# Document extract:

#####

Describing wine is an art of precision—balancing clarity, accuracy, and tone without slipping into cliché or confusion. Whether you’re writing wine list entries, product descriptions for an online shop, or assembling tasting notes for private clients, the right words matter.

This collection of 50 refined wine descriptions is designed to help you speak confidently about wine—without the fluff. Each entry captures the essential elements of aroma, flavour, structure and origin, written in a tone that’s elegant, professional, and accessible to everyone from curious newcomers to seasoned collectors.

Spanning red, white, rosé, sparkling and dessert wines, these descriptions can be used as-is or adapted for catalogues, shelf talkers, menus, or educational material.

Glossary of Wine Tasting Terms

Glossary of Wine Tasting Terms

Acidity

Acidity refers to the tartness or crispness in wine. It gives structure, freshness, and balance, particularly in white wines. Wines with high acidity tend to taste lively and mouth-watering, often described using citrus or green apple notes. Acidity also plays a key role in a wine’s ageing potential.

Age-worthy

A wine described as age-worthy has the structure and balance needed to improve over time in the bottle. This typically means firm acidity, robust tannins (for reds), and integrated alcohol. Over years, age-worthy wines develop more complex aromas and a smoother texture.

Alcohol

Alcohol contributes to a wine’s body, warmth, and weight on the palate. It is measured by volume (ABV). Higher-alcohol wines may feel fuller or richer, while lower-alcohol wines often taste lighter and more delicate. The best wines show well-integrated alcohol, without heat or harshness.

Angular

An angular wine has sharp, defined edges in how it feels in the mouth. Its acidity or tannin structure hits specific areas on the palate with precision, rather than flowing smoothly. It can feel focused and energetic but may lack roundness.

Aromatic

Used to describe wines with pronounced, expressive aromas—often floral or fruit-driven. Common in white varietals like Riesling, Gewürztraminer, and Muscat. Aromatic wines typically have a strong nose that can be appreciated even before tasting.

Austere

An austere wine is dry, firm, and restrained in flavour. It may have high acidity or tannin but minimal fruit expression. Often used for young wines that are not yet showing their full character. With age, austere wines can soften and gain complexity.

#####

# Collected material:
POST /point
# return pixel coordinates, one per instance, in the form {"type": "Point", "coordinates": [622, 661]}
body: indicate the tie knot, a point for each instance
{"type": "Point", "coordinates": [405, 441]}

#####

# Tasks and exercises:
a. Answer these questions using the wine guide.
(i) Which types of wine do the 50 descriptions span?
(ii) How is alcohol in wine measured?
(iii) Which white varietals are named as commonly aromatic?
b. Extend the wine guide beyond its last entry, adding further glossary terms in the same format and tone.
The lines are separate material, unrelated to the wine guide.

# Answers per task:
a.
(i) Red, white, rosé, sparkling and dessert wines.
(ii) By volume (ABV).
(iii) Riesling, Gewürztraminer and Muscat.

b.
Balanced

A wine is balanced when its core elements—acidity, tannin, sweetness, alcohol, and flavour—work in harmony. No component overshadows the others. Balanced wines feel seamless, integrated, and often more pleasurable to drink, regardless of style.

Barnyard

Refers to earthy, rustic aromas often associated with natural fermentation or certain microbes like Brettanomyces. Common in some traditional Old World wines, especially from Burgundy or the Rhône. Scents may include hay, soil, wet straw, or subtle animal notes. Sometimes considered a flaw; other times, complexity.

Big

A big wine is one with intense flavour, full body, and high alcohol. It fills the mouth completely, often with bold fruit, spice, or oak influence. Big wines are not necessarily sweet but are powerful in presence and structure.

Bold

Bold wines are assertive and flavourful, often with rich fruit, high alcohol, or concentrated texture. Red wines like Zinfandel, Syrah, or Cabernet Sauvignon are frequently described as bold. These wines tend to make a strong impression and pair well with rich food.

Bouquet

Bouquet

Bouquet refers to the complex aromas that develop in wine as it ages. While “aroma” often describes the scent of young wine (primarily from the grapes), bouquet includes secondary and tertiary notes from fermentation and bottle ageing—such as spice, leather, earth, or dried fruit.

Brettanomyces

Brettanomyces, or “Brett,” is a natural yeast that can introduce earthy, leathery, or barnyard-like aromas to wine. In small amounts, it adds complexity to certain red wines; in excess, it can overwhelm fruit flavours and be considered a fault.

Bright

Bright wines are high in acidity and feel lively and refreshing on the palate. They often exhibit crisp fruit flavours like citrus or green apple and leave a clean, mouth-watering impression.

Buttery

A buttery wine typically has a rich, creamy texture and flavour reminiscent of melted butter. This character often results from malolactic fermentation and is commonly associated with some styles of Chardonnay.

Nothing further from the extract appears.